Objective: Rewrite the rows below as a JSON list of strings, one string per line and no blank lines. Begin at the line containing "For every instance of the cluster" and stop after the last line of the rows.
Start of Material to process
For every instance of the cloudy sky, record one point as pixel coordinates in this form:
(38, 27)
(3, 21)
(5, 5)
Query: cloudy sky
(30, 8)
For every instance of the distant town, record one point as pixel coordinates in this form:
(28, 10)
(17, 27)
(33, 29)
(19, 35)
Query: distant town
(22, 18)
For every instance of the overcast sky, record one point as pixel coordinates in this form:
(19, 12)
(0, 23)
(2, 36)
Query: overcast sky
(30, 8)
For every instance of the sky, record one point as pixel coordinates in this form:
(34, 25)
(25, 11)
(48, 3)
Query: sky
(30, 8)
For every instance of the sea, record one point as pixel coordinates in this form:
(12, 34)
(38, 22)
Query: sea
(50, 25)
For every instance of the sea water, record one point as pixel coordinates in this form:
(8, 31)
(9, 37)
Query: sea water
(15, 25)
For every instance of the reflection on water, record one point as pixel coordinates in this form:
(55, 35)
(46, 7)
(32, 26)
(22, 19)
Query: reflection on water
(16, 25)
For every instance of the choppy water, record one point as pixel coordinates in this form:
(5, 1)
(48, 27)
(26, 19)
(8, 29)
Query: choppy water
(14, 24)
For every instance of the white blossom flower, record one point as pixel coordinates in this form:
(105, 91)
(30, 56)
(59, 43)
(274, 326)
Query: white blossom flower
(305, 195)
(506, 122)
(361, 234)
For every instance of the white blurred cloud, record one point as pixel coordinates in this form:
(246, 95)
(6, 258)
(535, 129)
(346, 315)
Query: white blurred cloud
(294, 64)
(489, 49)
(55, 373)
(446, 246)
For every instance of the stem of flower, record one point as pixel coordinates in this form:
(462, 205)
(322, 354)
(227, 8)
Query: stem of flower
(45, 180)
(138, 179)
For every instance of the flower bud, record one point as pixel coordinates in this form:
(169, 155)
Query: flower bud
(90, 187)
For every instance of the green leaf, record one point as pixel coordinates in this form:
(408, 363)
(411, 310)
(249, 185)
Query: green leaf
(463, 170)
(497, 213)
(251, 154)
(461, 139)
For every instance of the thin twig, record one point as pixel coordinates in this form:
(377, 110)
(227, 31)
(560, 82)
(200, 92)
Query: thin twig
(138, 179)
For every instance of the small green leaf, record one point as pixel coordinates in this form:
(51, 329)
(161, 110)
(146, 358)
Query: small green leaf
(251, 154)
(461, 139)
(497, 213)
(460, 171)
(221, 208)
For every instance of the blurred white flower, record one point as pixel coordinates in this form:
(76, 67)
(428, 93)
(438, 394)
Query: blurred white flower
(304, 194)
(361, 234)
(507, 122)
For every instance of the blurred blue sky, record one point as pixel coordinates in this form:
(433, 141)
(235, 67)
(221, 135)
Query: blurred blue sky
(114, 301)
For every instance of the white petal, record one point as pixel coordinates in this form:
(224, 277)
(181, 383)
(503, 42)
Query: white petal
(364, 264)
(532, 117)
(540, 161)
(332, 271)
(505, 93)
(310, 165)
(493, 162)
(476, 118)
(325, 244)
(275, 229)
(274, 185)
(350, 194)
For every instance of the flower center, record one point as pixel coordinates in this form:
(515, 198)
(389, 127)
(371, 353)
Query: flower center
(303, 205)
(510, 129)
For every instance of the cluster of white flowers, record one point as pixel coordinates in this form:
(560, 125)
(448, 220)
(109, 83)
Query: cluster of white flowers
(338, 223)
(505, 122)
End of Material to process
Answer to this exercise:
[
  "For every instance of the cluster of white flowers, record one point as pixel coordinates in this form:",
  "(560, 125)",
  "(448, 220)",
  "(109, 83)",
  "Query: cluster of white flowers",
  "(338, 223)",
  "(505, 122)"
]